##### DATA RECORDS

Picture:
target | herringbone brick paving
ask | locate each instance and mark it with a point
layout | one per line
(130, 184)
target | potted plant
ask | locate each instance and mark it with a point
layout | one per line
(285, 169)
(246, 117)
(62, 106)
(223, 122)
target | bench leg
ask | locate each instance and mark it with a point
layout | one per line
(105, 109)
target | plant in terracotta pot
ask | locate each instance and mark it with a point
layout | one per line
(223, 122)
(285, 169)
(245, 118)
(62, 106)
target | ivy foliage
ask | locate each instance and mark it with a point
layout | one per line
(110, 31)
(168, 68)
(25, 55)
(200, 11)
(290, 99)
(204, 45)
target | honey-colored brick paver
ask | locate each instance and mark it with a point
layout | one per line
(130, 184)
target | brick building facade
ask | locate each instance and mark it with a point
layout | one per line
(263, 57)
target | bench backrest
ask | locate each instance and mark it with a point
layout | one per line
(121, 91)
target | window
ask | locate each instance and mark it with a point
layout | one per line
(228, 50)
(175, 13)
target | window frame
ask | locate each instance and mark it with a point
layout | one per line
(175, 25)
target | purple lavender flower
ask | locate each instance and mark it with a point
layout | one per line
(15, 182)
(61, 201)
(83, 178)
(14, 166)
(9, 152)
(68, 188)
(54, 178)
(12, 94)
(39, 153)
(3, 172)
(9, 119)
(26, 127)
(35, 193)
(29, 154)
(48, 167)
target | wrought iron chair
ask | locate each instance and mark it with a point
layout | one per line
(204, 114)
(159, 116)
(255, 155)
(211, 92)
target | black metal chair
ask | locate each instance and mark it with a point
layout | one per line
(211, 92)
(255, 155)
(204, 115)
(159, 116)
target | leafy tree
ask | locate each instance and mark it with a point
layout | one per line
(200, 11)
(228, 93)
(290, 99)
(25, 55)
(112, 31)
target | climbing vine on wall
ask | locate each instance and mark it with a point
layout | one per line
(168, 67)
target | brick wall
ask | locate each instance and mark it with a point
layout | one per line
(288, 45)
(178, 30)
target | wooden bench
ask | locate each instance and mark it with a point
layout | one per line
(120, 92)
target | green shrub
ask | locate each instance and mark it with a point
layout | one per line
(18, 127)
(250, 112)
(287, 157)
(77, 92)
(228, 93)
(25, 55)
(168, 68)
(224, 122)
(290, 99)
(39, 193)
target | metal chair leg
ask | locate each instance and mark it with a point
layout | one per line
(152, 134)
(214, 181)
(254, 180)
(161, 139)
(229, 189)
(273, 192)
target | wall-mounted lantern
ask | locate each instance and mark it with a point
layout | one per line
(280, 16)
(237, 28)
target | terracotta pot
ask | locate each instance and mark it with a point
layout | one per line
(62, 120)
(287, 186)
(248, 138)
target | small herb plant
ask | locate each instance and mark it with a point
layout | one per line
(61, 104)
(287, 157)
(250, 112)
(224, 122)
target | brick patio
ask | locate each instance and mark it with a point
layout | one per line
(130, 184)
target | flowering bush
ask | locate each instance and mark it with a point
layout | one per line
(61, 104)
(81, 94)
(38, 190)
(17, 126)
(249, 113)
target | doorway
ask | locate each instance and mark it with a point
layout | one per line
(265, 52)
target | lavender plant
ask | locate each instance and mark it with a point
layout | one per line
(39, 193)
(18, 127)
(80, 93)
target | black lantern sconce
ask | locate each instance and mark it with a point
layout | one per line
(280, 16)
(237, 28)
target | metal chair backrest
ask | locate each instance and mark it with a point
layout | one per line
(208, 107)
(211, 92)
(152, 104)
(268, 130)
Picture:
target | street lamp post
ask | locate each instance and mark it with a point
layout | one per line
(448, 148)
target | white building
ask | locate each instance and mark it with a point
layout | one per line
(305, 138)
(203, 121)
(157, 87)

##########

> **YOUR INSTRUCTIONS**
Reproduce every item above, substituting "format" for each occurrence of "layout" and leaving everything else unchanged.

> **RESULT OF THIS EXERCISE**
Picture:
target | herringbone brick paving
ask | locate each instance and mark it with a point
format | one per line
(130, 184)
target | potted plant
ask | locate each instance and mark it with a point
format | one per line
(285, 169)
(246, 117)
(62, 106)
(223, 122)
target | bench leg
ask | locate each instance and mark it with a point
format | one per line
(105, 109)
target | plant in terracotta pot
ask | locate each instance and mark it with a point
format | one per line
(223, 122)
(285, 169)
(245, 118)
(62, 106)
target | ivy foliage
ask | locate each instance and mark it with a point
format | one per line
(110, 31)
(168, 68)
(25, 55)
(200, 11)
(290, 99)
(204, 45)
target | honey-colored brick paver
ask | locate each instance and mark it with a point
format | one per line
(130, 184)
target | brick building facade
ask | locate each instance and mark it with a point
format | one per line
(263, 57)
target | bench backrest
ask | locate each instance and mark it with a point
format | one per line
(121, 91)
target | window
ask | locate each instance and mark it with a point
format | one per line
(228, 50)
(175, 13)
target | window frame
ask | locate each instance and mark it with a point
format | one per line
(175, 25)
target | purple lavender flower
ask | locate each instance and mark it with a point
format | one per line
(15, 182)
(61, 201)
(83, 178)
(14, 166)
(9, 152)
(68, 188)
(54, 178)
(12, 94)
(39, 153)
(3, 172)
(9, 119)
(26, 127)
(35, 193)
(29, 154)
(48, 167)
target | wrought iron chair
ask | locate each instance and mark it with a point
format | one per line
(204, 114)
(159, 116)
(255, 155)
(211, 92)
target | black metal chair
ask | locate each instance and mark it with a point
format | one per line
(211, 92)
(255, 155)
(204, 115)
(159, 116)
target | leafy tree
ask | locate each instance and mark it with a point
format | one per line
(200, 11)
(228, 93)
(290, 99)
(25, 55)
(112, 31)
target | climbing vine on wall
ask | locate each instance and mark it with a point
format | one per line
(168, 67)
target | brick wall
ask | locate each instance and mark it with a point
format | one per line
(288, 45)
(178, 30)
target | wooden bench
ask | locate each instance and mark it with a point
format | one per line
(120, 92)
target | green shrub
ask | locate each instance and mark it with a point
format | one per line
(18, 127)
(250, 112)
(287, 157)
(77, 92)
(228, 93)
(25, 55)
(168, 68)
(224, 122)
(290, 99)
(39, 193)
target | metal chair leg
ask | locate each instance and mark it with a point
format | one per line
(152, 134)
(214, 181)
(254, 180)
(161, 139)
(229, 189)
(273, 192)
target | wall-mounted lantern
ask | locate each instance and mark it with a point
format | one per line
(280, 16)
(237, 28)
target | terracotta pot
ask | locate each instance and mark it with a point
format | one per line
(62, 120)
(287, 186)
(248, 138)
target | small herb plant
ask | locate each instance and mark it with a point
format | one per line
(61, 104)
(287, 157)
(250, 112)
(224, 122)
target | brick patio
ask | locate each instance and mark it with a point
format | one per line
(130, 184)
target | flowering bush
ask | locate each instance and mark it with a point
format | one per line
(61, 104)
(81, 94)
(38, 190)
(17, 126)
(249, 113)
target | doorway
ask | locate each instance and mark it with a point
format | one per line
(265, 52)
target | lavender plant
ask | locate each instance and mark it with a point
format | one per line
(39, 193)
(18, 127)
(80, 93)
target | black lantern sconce
ask | locate each instance and mark it with a point
format | one per line
(280, 16)
(237, 28)
target | metal chair backrest
ask | locate each instance and mark it with a point
format | one per line
(208, 107)
(211, 92)
(152, 104)
(268, 130)
Picture:
target | street lamp post
ask | locate each instance and mark it with a point
format | one per line
(448, 148)
target | white building
ask | locate each instance and mark it with a point
format | one per line
(305, 138)
(203, 121)
(157, 87)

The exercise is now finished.